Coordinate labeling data
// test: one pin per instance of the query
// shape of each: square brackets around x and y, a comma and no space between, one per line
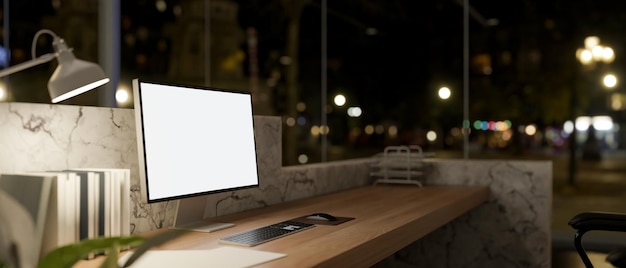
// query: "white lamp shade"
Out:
[73,77]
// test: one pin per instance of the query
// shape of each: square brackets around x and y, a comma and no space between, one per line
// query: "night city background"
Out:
[387,59]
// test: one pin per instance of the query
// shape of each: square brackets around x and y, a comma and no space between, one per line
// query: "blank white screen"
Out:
[196,140]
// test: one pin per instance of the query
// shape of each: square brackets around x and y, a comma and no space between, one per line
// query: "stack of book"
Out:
[64,207]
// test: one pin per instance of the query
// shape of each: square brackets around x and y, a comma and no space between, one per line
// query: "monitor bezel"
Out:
[142,165]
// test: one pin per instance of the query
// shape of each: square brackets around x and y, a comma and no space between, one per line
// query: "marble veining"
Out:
[511,230]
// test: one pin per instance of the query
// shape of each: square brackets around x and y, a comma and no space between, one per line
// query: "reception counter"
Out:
[511,229]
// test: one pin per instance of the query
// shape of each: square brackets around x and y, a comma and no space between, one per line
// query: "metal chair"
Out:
[599,221]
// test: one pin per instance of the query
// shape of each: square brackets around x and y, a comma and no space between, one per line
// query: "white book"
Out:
[117,199]
[23,210]
[125,202]
[62,218]
[88,209]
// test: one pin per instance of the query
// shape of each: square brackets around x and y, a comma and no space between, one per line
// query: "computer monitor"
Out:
[193,141]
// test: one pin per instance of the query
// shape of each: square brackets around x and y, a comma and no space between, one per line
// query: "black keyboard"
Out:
[266,233]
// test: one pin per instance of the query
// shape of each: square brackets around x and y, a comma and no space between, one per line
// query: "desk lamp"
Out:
[71,77]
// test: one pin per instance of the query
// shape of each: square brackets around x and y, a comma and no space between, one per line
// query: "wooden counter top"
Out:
[387,218]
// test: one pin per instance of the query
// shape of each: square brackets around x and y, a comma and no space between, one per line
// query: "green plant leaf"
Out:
[69,255]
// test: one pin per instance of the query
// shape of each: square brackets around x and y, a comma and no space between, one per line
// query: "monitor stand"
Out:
[190,216]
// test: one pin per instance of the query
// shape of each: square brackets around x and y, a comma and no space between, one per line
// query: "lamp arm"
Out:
[28,64]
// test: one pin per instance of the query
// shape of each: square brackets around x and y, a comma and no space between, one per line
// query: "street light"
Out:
[609,81]
[590,56]
[444,93]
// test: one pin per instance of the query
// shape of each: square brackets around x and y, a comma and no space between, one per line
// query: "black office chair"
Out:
[599,221]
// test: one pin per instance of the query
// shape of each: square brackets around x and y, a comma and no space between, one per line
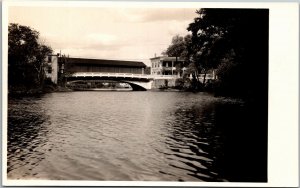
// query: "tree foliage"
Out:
[26,57]
[235,42]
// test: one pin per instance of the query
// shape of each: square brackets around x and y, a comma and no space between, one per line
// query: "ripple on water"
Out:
[162,136]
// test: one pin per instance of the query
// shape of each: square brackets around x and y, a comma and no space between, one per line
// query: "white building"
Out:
[51,67]
[164,65]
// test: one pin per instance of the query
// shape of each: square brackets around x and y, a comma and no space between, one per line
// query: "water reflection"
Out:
[27,132]
[140,136]
[194,141]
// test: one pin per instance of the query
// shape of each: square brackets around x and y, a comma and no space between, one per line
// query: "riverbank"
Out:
[23,91]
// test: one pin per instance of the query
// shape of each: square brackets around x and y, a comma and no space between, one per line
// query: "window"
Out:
[49,70]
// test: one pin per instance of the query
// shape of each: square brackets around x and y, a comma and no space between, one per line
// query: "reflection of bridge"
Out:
[138,82]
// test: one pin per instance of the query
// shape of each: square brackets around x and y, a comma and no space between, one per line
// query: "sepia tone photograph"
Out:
[137,93]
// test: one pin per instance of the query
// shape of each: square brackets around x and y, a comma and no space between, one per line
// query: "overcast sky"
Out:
[106,33]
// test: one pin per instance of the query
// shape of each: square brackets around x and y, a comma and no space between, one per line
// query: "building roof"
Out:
[105,62]
[166,58]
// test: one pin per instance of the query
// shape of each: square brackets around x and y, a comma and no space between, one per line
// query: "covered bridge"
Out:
[105,66]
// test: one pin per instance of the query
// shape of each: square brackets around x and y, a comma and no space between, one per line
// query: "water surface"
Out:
[161,136]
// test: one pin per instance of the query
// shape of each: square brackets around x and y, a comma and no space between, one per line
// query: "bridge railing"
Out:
[84,74]
[125,75]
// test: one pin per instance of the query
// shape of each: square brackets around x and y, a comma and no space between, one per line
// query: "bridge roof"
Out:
[106,62]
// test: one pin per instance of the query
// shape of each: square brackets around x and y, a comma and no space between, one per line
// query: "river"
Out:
[159,136]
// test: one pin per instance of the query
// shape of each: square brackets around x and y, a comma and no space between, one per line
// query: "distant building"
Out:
[176,67]
[51,67]
[164,65]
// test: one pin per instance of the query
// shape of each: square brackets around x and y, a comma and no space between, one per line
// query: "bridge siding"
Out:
[106,69]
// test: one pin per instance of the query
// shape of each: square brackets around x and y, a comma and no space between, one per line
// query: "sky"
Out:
[106,32]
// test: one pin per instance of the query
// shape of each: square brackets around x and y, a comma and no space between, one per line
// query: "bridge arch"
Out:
[135,84]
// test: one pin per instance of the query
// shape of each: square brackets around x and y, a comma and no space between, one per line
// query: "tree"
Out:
[235,42]
[26,57]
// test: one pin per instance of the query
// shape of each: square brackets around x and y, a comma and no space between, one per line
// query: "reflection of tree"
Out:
[222,141]
[195,141]
[26,132]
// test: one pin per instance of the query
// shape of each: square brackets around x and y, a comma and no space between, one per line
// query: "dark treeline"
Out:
[234,42]
[26,57]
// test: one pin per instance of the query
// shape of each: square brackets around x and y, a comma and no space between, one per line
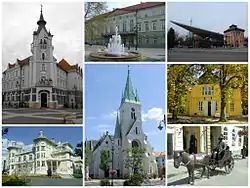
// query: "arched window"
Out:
[233,137]
[43,56]
[225,133]
[43,67]
[133,113]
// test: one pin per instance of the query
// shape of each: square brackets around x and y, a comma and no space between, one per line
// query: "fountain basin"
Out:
[105,56]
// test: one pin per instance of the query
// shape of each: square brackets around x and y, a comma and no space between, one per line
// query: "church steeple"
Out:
[41,22]
[129,94]
[117,128]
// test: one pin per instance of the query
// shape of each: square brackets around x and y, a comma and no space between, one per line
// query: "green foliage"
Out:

Directions »
The material above holds pictures; copy everything else in it exactly.

The response »
// test: one pin per instance of the query
// shape of each: square brackets around x and y, a comma and no space between, one per line
// query: "white lamp shade"
Out:
[73,77]
// test: one pin per instance of the query
// shape of each: square brackets around x and y, a comma and no space between, one per line
// query: "night city background"
Out:
[387,59]
// test: one pin per instance of the query
// shape of each: square brackets around x and y, a comma and no space between, one per line
// query: "blank white screen"
Out:
[196,140]
// test: one pin per instance of the query
// shape of each: square brackets around x and y, a comma and no space between, one per line
// query: "stack of book"
Out:
[64,207]
// test: one pin per instance of the query
// shape of each: square brackets around x and y, a comma and no space between, one per line
// query: "monitor bezel"
Out:
[142,165]
// test: one pin per instance of the query
// shape of each: square brackets around x and y, a comma and no space between, one per line
// query: "marble veining"
Out:
[511,230]
// test: one pin per instance of the query
// shape of each: square brackets around x and y, a comma and no space between, one per line
// query: "reception counter"
Out:
[511,229]
// test: one pin per instance of the query
// shape of each: square brackets around x and y, a comma and no space between, one per line
// query: "metal chair"
Out:
[599,221]
// test: one pin per instance of the query
// shape of each: square brackets around x and y, a comma and no space between, one per line
// query: "white book"
Out:
[117,199]
[23,210]
[125,202]
[62,218]
[88,209]
// test: one pin per instance of the query
// shape of each: square brackets around x and y, a comma and no space between, one per line
// query: "computer monitor"
Out:
[193,141]
// test: one pin per instance of the query
// shape of each: square brackets around x and y, a comma and no space between, one per line
// query: "black keyboard"
Out:
[266,233]
// test: one pin per instance of the query
// shape of each: square brackets around x and y, a comma and no space between, one per line
// query: "desk lamp"
Out:
[71,77]
// test: one pin per instance of the query
// shape of each: square brackets around x and y, a comma and no space between, one per line
// query: "wooden counter top"
Out:
[387,218]
// test: one pin per instance of the query
// shape of each: square brackets around x and y, a comma and no space between, one per line
// query: "green plant leaf"
Out:
[69,255]
// test: one pin per instance of the query
// shape of each: square brackets around x and y, a comma and no space between, one per line
// query: "monitor stand"
Out:
[190,216]
// test: one pin per instance of the query
// shape of each: square brackets around x and y, a comma and no space between, one per line
// query: "lamp arm"
Out:
[28,64]
// test: one pin per instance of the query
// shape of each: square brackets around x and y, a comma and no space between, one per line
// query: "street light"
Out:
[609,81]
[590,56]
[444,93]
// test: one pin per instance of the query
// shape of each: square brackets around x and y, a comma and no space between, one per line
// query: "black office chair"
Out:
[599,221]
// test: one pin per instance of the query
// shape of each: square brackets around x and y, a comma and no space between, one per line
// query: "tree foliage"
Out:
[26,57]
[235,42]
// test: one pin per instance of the query
// shape of each: square brackets around x and y, a comma and no space between, one per line
// query: "ripple on water"
Out:
[162,136]
// test: one pin per instance of the query
// shape of each: square brackets around x and y, a comma and no space between, one per line
// query: "white building"
Out:
[51,67]
[164,65]
// test: one pin per instance of the query
// shape of each: square brackets around x and y, a comma and no space between, one per line
// query: "water reflection"
Out:
[27,132]
[140,136]
[194,141]
// test: one pin per instance of the query
// shape of each: square brackets around x and y, a comma and no space between, one per line
// query: "riverbank"
Out:
[23,91]
// test: one pin per instance of the query
// shape of each: square brackets around x and y, a comma and no space between, one per line
// query: "window"
Out:
[49,70]
// test: one pin per instance of the query
// shape of each: square brackets around x and y, a comma and no space between, one per line
// query: "reflection of bridge"
Out:
[138,82]
// test: one pin per instance of the query
// shape of each: square brackets around x and y, a comma and no space between, one per line
// query: "sepia tone photograph"
Out:
[137,93]
// test: one pin per instance of the query
// shape of each: square brackets around x and y, a comma and no space between, one per line
// query: "overcast sky"
Out:
[106,33]
// test: one pin per instance of the query
// shape of each: square brackets around x and y, a comma and no space between, one per line
// query: "building roof"
Out:
[105,62]
[166,58]
// test: one pin per instance of the query
// shape of each: square brackets around x and y, a comma and no space between, one per line
// query: "covered bridge"
Out:
[105,66]
// test: one pin per instance of the query
// shape of each: square brackets around x and y, a comma and no space between, one per line
// query: "water surface"
Out:
[161,136]
// test: one pin per instance of the query
// shape of each: square brackets around x and y, a comma and no space between, one per line
// query: "bridge railing"
Out:
[84,74]
[125,75]
// test: one pin per instance of the query
// shape of each: square brackets around x and y, a comma and no space between, one per line
// query: "bridge roof"
Out:
[106,62]
// test: one pin per instance of the query
// shape of each: square brackets around x and y, a comma and no space between, one per line
// query: "river"
Out:
[159,136]
// test: one pin per instance of the query
// shape of each: square brackets around x and y, a comma and no space between, one per line
// query: "distant building"
Out:
[176,67]
[51,67]
[164,65]
// test: one pin per instance of the query
// shape of each: square brackets around x and y, a comma and no space between, one per line
// query: "bridge siding"
Out:
[106,69]
// test: one pin per instance of the query
// shape of each: square brackets around x and y, a comma and no space between, one per line
// query: "sky"
Out:
[106,32]
// test: one pin per instance of the query
// shape of each: square brackets around x and y, a comma and no space between, one per line
// query: "bridge arch"
Out:
[135,84]
// test: one pin per instance of the query
// shape of each: square brackets around x and y, a comma and no space between, one per line
// query: "tree"
Out:
[235,42]
[26,57]
// test: one pin per instance of the query
// shape of each: square brackets around x and y, a comma and no space between, one per line
// query: "reflection of tree"
Out:
[222,141]
[195,141]
[26,132]
// test: one pin per instance of the query
// shape of each: square brackets around x and y, a comma and no space between, one per line
// query: "dark treeline"
Out:
[234,42]
[26,57]
// test: one pin per instance of the query
// shape of each: square brackets around x and y, a comma and no space between, one per line
// query: "arched window"
Out:
[233,137]
[43,56]
[225,133]
[43,67]
[133,113]
// test: one pin per instance of the query
// shape of each: square brackets around x and y, a comma and no space between, one per line
// query: "fountain basin"
Out:
[105,56]
// test: one pin per instance of the query
// shape of each: square brackets around x and y, a comma and no space between, one per line
// query: "church steeple"
Out:
[41,22]
[129,94]
[117,128]
// test: one pin per instance of the query
// shape of each: square brackets around x and y, a comma and no space between, one per line
// query: "green foliage"
Out:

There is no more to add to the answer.